++++ Verilen Metin
Hamstead'de Keyifli Bir Gezi...


Sevgili Gezialemi
takipçileri için klasik Londra gezi notları kapsamında kısa bilgiler ve bilinen
yerlerin dışında farklı bir güzergâh anlatmak istedim. 12-18 Haziran 2015
tarihleri arasında ailece Londra’ya gittik. Gezimizin geneli için aktarmak
istediğim notlar;

- Londra’da
otellerin pahalı olması nedeniyle “airbnb” olarak adlandırılan eşyalı ev
kiralama sitesinden ev kiraladık. Evimiz Canadawater metro istasyonunun hemen
yanında, 2+1 çift banyolu idi. 4 kişi 6 gece için 700 Pound civarında para
ödedik. Evden memnun kaldık, yemek yapma imkanı, otellere kıyasla daha fazla
yaşam alanı evin avantajları. Metronun hemen yanında saat 23.00 e kadar açık
market (Pazar 17.00 ye kadar) olması da çok önemli bir artı idi. Türkiye’den
biraz kahvaltılık peynir-zeytin götürdük, çok çok işimize yaradı. Süt
ürünlerinin İngiltere’ye sokulma yasağına aldırmadık. 

- Havaalanından
10 ya da 20 pound verip internet paketli sim kart satın alınmasını şiddetle
öneriyorum. Cep telefonlarınızdan birinde navigasyon-googlemap gibi
programların yüklü olması işinizi çok kolaylaştıracaktır.




- Ulaşım için
genellikle Oyster kart tercih edilmektedir. Biz de öyle yaptık, günlük yükleme
yaptık, kullanım durumuna göre ertesi sabah karta sistem tarafından geri
yükleme yapılabildiğini gördük, duruma göre tekrar para yüklemesi yaptık. İlk
yüklemede 5 pound depozito alınıyor, havaalanına gitmeden önce metro
istasyonundaki “refound” ibaresi bulunan makinelerden 5 pound depozitonuzu ve
karttaki kalan paranızı geri alabiliyorsunuz. 

- Cep telefonunuza
UBER isimli taksi uygulamasını da yüklemenizi önereceğim. Her yeni yükleme için
10 pound indiriminiz olacak. Eğer kalabalıksanız (7 kişilik taksiler de var)
özellikle havaalanı-Londra arasında kullanın derim. Heatrow havaalanından
kaldığımız eve 53 pounda gittik, kişi başı 10 pounddan az seçenek olmaması,
bavullarla metroda seyahatin sıkıntıları, kalacağınız otel yada evin yerini
bilmiyor olmanız taksi seçeneğini cazip hale getiriyor.
++++++++
* Alıştırmanın Amacı: Londra gezisi notlarında "- Cep telefonunuza" ile "cazip hale getiriyor." arasındaki bölümü, bu ifadeler de dahil olmak üzere kelimesi kelimesine yazınız. Aşağıdaki veriler farklı bir kaynaktan alınmıştır.
++++ Kaydedilen Veriler
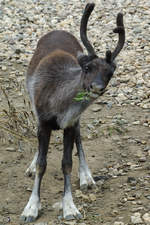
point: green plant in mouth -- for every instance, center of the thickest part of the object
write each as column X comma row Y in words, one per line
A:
column 82, row 95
++++++++
* Görev Çıktısı:
- Cep telefonunuza
UBER isimli taksi uygulamasını da yüklemenizi önereceğim. Her yeni yükleme için
10 pound indiriminiz olacak. Eğer kalabalıksanız (7 kişilik taksiler de var)
özellikle havaalanı-Londra arasında kullanın derim. Heatrow havaalanından
kaldığımız eve 53 pounda gittik, kişi başı 10 pounddan az seçenek olmaması,
bavullarla metroda seyahatin sıkıntıları, kalacağınız otel yada evin yerini
bilmiyor olmanız taksi seçeneğini cazip hale getiriyor.